* _Consigne 1_
Extrayez chaque ligne des enregistrements où figure la chaîne "shorts".

====== Extrait du texte

Haruki Murakami hors fiction : 1995 et course

Murakami n’a pas sévi que dans le roman. On connait l’auteur de nouvelles, on le sait traducteur en japonais de certains de ses homologues états-uniens, il s’est également consacré au récit à ranger dans la catégorie documentaire. Dans cette catégorie prennent place son enquête sur les différents protagonistes des attentats au gaz sarin dans le métro de Tokyo en 1995 et son essai sur sa passion pour la course à pied, comment elle a nourri son travail. A travers ces deux livres, on approche le romancier, les raisons pour lesquelles il écrit, quelles interrogations nourrissent ses fictions.

En 1995, la secte Aum commet un attentat dans le métro de Tokyo en y répandant du gaz sarin. Murakami est alors en vacances au Japon mais il ne découvre l’événement que plus tard. Un événement qui le poussera à revenir dans son pays après plusieurs années vécue en Europe puis aux Etats-Unis. Un événement qui lui fait quitter la fiction et le pousse à enquêter. Enquêter à la manière d’un écrivain.

Underground paraît en 1997 au Japon et vient d’atteindre notre pays cette année, étrangement traduit de la version anglaise du livre, traduction d’une traduction… Le livre nous décrit les événements et collecte les témoignages des Underground (Belfond, 1997)victimes puis de membres de la secte Aum.

Les premiers témoignages sont ceux des victimes, ces témoignages sont groupés selon la ligne empruntée et précédés de la description de l’attaque sur cette même ligne. Les poches contenant le gaz n’ont pas toutes été percées, elles n’ont pas toutes été percées aussi efficacement d’où un nombre de victimes différent selon les trajets empruntés et visés. Les victimes racontent leurs préoccupations du jour, elles se rendaient toutes au travail et se souciaient surtout d’y être en temps et en heure. Les symptômes qu’elles ont ressentis se sont donc mêlés à leurs pensées. La fatigue d’un lendemain de week-end juste avant un autre jour férié a atténué leurs réactions et leurs témoignages soulignent aussi le peu de réactions autour d’eux, les autres passagers ayant sûrement des préoccupations similaires aux leurs… L’attentat, les symptômes ressentis immédiatement après, n’ont pas tout de suite été perçus comme tels. Il a fallu à certaines des victimes quelques heures de travail pour réaliser qu’elles souffraient de l’attaque dont les télévisions se faisaient le relais. Il est impressionnant de lire ces réactions différées, de se dire que nos préoccupations peuvent faire passer au second plan un événement de cette importance. Douze personnes sont mortes, plusieurs centaines d’autres souffrent encore des séquelles de cette dramatique matinée. Murakami, en recueillant ces témoignages, nous fait percevoir la manière dont les passagers ont subi ce choc.

============

* _Consigne 2_
D'après l'extrait du texte ci-dessus, expliquez en une à trois phrases pourquoi le nombre de victimes différait selon les lignes de métro.

====== Données d'entrée

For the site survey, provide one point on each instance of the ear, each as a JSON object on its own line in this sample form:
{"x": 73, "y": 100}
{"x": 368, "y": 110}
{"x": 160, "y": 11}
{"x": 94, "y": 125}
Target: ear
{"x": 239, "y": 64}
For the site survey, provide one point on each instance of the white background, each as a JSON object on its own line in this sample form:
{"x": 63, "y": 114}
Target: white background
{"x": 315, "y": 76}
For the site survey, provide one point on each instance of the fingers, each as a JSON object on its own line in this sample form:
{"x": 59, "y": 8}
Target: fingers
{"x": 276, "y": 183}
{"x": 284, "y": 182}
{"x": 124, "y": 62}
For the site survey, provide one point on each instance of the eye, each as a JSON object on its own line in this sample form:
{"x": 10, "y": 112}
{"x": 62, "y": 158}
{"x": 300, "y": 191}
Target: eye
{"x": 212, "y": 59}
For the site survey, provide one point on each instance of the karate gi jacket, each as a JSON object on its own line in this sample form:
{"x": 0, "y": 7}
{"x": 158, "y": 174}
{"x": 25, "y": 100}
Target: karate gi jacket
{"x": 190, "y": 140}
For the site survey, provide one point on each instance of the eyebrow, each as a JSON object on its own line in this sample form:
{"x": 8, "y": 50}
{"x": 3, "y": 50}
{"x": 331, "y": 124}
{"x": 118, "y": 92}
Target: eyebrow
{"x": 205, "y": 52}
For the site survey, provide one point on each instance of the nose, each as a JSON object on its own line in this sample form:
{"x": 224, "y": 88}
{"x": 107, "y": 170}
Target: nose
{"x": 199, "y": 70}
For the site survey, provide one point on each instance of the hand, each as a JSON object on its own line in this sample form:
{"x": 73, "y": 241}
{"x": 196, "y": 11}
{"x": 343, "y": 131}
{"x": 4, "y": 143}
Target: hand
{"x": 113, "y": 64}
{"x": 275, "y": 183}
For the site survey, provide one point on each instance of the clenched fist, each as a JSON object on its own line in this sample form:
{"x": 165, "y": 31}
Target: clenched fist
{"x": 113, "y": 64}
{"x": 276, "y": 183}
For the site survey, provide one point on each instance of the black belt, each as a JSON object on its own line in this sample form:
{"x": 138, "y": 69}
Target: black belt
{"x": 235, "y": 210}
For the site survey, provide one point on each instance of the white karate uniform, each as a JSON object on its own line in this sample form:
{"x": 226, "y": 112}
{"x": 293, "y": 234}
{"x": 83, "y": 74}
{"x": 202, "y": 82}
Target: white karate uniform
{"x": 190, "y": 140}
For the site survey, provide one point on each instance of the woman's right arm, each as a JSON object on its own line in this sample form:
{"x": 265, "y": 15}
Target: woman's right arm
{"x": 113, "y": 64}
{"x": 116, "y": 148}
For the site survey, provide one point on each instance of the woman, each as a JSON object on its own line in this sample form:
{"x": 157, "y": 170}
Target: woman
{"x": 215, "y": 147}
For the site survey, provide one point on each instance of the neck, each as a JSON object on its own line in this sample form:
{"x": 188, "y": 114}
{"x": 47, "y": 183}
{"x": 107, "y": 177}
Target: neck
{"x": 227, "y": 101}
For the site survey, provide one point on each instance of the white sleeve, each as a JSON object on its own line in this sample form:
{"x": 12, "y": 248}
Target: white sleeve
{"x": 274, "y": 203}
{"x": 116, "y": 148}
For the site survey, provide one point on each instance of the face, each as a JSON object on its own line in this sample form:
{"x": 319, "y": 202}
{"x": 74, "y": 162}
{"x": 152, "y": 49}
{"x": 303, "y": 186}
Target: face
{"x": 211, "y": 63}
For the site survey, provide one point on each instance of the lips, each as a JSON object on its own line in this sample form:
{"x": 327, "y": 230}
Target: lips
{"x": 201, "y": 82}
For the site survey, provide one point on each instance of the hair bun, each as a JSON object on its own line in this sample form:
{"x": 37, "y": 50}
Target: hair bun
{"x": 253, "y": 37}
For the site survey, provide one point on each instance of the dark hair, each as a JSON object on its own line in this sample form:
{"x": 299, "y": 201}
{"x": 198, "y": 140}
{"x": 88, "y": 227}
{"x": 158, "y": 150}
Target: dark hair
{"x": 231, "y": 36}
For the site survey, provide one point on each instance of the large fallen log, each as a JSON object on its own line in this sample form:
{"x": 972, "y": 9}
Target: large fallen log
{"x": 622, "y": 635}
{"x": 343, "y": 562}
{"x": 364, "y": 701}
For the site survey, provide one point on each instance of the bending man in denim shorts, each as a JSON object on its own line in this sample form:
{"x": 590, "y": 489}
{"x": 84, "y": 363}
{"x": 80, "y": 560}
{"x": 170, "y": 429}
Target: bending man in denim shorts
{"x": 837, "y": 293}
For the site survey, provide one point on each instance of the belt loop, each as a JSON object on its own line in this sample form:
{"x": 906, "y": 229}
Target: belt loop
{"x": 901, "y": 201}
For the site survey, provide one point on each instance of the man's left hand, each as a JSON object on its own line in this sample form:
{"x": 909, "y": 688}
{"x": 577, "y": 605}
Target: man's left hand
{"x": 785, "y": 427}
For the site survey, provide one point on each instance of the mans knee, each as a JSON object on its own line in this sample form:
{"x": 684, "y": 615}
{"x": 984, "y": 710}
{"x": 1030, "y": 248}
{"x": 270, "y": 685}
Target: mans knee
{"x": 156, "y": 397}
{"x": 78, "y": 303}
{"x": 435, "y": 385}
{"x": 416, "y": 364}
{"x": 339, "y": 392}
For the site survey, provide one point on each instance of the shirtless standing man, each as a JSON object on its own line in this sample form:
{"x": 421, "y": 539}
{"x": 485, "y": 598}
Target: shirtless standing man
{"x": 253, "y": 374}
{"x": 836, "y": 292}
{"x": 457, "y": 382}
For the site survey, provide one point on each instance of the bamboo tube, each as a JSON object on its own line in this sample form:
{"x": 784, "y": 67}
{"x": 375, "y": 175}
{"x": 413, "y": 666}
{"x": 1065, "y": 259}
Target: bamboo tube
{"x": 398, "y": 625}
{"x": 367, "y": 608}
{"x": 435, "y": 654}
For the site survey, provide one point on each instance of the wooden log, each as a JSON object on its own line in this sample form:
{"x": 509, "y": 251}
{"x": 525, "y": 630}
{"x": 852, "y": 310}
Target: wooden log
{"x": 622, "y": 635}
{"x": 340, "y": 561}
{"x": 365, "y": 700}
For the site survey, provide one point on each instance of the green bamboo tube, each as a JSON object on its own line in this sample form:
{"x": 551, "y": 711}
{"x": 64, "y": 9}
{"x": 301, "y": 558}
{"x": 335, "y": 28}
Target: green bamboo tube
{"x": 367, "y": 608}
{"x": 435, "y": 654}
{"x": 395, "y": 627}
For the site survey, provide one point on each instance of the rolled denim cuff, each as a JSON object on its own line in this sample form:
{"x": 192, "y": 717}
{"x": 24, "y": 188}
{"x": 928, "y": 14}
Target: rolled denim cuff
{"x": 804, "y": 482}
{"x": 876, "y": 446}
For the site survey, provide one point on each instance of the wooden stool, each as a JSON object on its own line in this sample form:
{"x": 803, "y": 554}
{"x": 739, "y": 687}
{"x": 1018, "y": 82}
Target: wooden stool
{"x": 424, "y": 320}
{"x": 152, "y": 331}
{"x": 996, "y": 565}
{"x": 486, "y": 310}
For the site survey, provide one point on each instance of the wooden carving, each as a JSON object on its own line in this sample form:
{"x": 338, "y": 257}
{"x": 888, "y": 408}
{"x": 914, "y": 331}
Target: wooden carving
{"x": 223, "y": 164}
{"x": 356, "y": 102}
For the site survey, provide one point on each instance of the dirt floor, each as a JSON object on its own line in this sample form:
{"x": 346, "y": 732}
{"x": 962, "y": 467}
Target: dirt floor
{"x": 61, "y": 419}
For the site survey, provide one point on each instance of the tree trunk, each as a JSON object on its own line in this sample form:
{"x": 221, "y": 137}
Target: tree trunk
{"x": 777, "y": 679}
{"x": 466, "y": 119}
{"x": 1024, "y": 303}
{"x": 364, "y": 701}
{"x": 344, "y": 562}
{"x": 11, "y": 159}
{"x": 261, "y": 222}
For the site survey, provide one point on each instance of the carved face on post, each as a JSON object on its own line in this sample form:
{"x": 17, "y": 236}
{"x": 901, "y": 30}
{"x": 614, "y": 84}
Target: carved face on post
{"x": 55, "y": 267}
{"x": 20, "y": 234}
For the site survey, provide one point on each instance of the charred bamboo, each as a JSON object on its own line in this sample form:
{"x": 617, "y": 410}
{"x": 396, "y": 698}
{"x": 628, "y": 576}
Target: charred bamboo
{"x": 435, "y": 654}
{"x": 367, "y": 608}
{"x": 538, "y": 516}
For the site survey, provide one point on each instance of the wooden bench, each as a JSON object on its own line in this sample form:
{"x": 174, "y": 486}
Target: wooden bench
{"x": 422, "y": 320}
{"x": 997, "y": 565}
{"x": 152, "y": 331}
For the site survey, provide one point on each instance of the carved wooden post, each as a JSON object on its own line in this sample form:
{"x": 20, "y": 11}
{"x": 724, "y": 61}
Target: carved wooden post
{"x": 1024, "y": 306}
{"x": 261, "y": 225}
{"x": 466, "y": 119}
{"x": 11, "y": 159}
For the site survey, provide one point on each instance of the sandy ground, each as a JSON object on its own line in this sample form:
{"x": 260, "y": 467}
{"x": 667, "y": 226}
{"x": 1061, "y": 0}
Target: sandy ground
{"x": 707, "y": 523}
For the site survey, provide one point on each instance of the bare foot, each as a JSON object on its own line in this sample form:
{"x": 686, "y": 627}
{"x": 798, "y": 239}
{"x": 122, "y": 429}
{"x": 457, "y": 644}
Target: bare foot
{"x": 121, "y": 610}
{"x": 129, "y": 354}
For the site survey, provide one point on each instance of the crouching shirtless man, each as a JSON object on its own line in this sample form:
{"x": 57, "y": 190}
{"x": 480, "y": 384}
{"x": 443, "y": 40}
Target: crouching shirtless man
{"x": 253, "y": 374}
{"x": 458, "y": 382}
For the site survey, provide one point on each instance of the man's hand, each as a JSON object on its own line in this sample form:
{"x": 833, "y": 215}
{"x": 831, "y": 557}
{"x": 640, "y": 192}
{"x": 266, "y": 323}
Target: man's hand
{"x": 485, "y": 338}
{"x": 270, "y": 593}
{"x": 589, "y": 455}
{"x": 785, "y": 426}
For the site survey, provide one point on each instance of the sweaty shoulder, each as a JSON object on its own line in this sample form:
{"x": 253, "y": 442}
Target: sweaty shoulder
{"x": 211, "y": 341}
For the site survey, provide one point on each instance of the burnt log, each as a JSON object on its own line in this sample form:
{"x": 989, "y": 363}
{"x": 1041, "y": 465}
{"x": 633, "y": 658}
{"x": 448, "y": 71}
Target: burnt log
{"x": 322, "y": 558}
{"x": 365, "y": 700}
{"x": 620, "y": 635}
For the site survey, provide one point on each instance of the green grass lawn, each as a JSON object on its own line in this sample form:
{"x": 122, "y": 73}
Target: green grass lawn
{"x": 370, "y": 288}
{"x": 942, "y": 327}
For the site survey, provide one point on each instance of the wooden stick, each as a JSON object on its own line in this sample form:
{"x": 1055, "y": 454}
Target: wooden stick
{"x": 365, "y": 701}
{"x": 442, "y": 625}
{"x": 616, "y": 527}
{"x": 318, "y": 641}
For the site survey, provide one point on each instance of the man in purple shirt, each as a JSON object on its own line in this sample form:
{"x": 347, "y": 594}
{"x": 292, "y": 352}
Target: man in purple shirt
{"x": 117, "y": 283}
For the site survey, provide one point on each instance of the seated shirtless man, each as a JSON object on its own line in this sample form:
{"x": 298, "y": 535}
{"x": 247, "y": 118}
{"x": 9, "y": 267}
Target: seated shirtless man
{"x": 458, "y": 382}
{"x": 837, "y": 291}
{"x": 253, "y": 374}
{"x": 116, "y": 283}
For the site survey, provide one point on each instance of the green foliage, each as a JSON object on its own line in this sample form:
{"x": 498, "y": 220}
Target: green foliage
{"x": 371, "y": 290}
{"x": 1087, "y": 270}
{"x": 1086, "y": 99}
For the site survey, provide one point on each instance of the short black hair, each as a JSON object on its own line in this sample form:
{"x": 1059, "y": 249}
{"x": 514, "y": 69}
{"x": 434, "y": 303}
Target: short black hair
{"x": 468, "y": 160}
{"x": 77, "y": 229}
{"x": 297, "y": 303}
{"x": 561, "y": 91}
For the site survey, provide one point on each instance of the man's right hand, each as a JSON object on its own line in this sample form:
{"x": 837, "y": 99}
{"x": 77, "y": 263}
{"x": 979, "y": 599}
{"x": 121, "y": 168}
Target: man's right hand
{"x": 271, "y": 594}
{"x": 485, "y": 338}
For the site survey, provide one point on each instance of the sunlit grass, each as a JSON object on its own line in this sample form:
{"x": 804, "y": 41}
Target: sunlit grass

============

* _Corrigé 1_
For the site survey, provide one point on each instance of the bending man in denim shorts, each as a JSON object on its own line in this sample form:
Target: bending man in denim shorts

* _Corrigé 2_
Les poches contenant le gaz n'ont pas toutes été percées, et celles qui l'ont été ne l'ont pas toutes été aussi efficacement. Le nombre de victimes a donc varié selon les trajets empruntés et visés.